### Set task:
Pull out every line in the records below that contains the word "tall". Case matters.

►

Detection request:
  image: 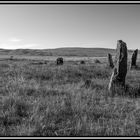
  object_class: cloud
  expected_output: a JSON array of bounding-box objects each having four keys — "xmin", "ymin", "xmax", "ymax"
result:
[
  {"xmin": 0, "ymin": 43, "xmax": 41, "ymax": 49},
  {"xmin": 9, "ymin": 38, "xmax": 22, "ymax": 42}
]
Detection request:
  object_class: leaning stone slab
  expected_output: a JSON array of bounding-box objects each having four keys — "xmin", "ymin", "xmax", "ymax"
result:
[
  {"xmin": 109, "ymin": 40, "xmax": 127, "ymax": 91},
  {"xmin": 131, "ymin": 49, "xmax": 138, "ymax": 68}
]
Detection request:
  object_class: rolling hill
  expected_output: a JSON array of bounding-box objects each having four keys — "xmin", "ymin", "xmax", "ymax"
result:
[{"xmin": 0, "ymin": 47, "xmax": 137, "ymax": 57}]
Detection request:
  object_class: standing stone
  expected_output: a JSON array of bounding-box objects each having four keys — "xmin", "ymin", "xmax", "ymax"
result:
[
  {"xmin": 108, "ymin": 53, "xmax": 114, "ymax": 68},
  {"xmin": 109, "ymin": 40, "xmax": 127, "ymax": 91},
  {"xmin": 131, "ymin": 49, "xmax": 138, "ymax": 68},
  {"xmin": 56, "ymin": 57, "xmax": 64, "ymax": 65}
]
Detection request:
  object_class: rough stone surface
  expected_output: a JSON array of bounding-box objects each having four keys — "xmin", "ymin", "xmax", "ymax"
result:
[
  {"xmin": 131, "ymin": 49, "xmax": 138, "ymax": 68},
  {"xmin": 108, "ymin": 53, "xmax": 114, "ymax": 68},
  {"xmin": 109, "ymin": 40, "xmax": 127, "ymax": 91},
  {"xmin": 56, "ymin": 57, "xmax": 64, "ymax": 65}
]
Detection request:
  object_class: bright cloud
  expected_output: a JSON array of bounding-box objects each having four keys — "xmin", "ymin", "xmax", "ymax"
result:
[
  {"xmin": 0, "ymin": 43, "xmax": 41, "ymax": 49},
  {"xmin": 9, "ymin": 38, "xmax": 22, "ymax": 42}
]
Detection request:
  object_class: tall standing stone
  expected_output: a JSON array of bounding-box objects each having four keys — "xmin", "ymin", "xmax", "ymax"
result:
[
  {"xmin": 131, "ymin": 49, "xmax": 138, "ymax": 68},
  {"xmin": 109, "ymin": 40, "xmax": 127, "ymax": 91},
  {"xmin": 108, "ymin": 53, "xmax": 114, "ymax": 68}
]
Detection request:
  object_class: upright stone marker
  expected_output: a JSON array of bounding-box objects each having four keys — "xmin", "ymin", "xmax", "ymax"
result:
[
  {"xmin": 109, "ymin": 40, "xmax": 127, "ymax": 91},
  {"xmin": 108, "ymin": 53, "xmax": 114, "ymax": 68},
  {"xmin": 131, "ymin": 49, "xmax": 138, "ymax": 68}
]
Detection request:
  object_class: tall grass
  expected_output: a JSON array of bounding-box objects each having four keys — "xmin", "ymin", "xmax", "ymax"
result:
[{"xmin": 0, "ymin": 59, "xmax": 140, "ymax": 136}]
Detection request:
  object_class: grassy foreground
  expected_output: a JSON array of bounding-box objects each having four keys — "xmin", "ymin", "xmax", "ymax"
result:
[{"xmin": 0, "ymin": 60, "xmax": 140, "ymax": 136}]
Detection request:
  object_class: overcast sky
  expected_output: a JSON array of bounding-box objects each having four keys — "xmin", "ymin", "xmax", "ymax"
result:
[{"xmin": 0, "ymin": 4, "xmax": 140, "ymax": 49}]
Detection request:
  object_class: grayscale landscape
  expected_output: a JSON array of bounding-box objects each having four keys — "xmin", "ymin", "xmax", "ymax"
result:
[{"xmin": 0, "ymin": 2, "xmax": 140, "ymax": 137}]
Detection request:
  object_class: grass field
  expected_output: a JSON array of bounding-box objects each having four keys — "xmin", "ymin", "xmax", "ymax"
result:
[{"xmin": 0, "ymin": 53, "xmax": 140, "ymax": 136}]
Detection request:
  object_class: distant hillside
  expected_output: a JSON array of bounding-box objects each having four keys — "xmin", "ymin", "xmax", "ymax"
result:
[{"xmin": 0, "ymin": 48, "xmax": 137, "ymax": 57}]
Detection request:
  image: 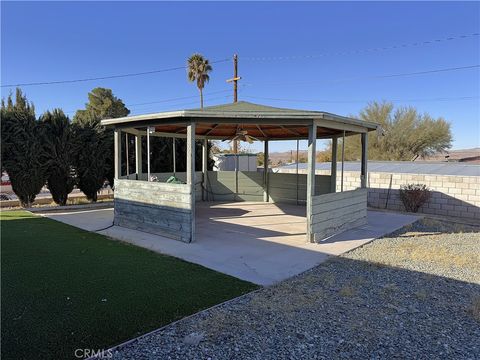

◄

### Complete response:
  object_class: tall standing stone
  object_class: tall grass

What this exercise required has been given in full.